Stored records

------------------------------------------------------------------------

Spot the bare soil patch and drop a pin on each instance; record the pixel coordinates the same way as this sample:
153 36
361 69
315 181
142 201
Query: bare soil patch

------------------------------------------------------------------------

• TASK ITEM:
Which lines of the records above hold the word "soil"? Copy each one out.

• RESPONSE AREA:
Spot the bare soil patch and drop a pin on each instance; record the pixel coordinates the same way as this sample:
Query: bare soil patch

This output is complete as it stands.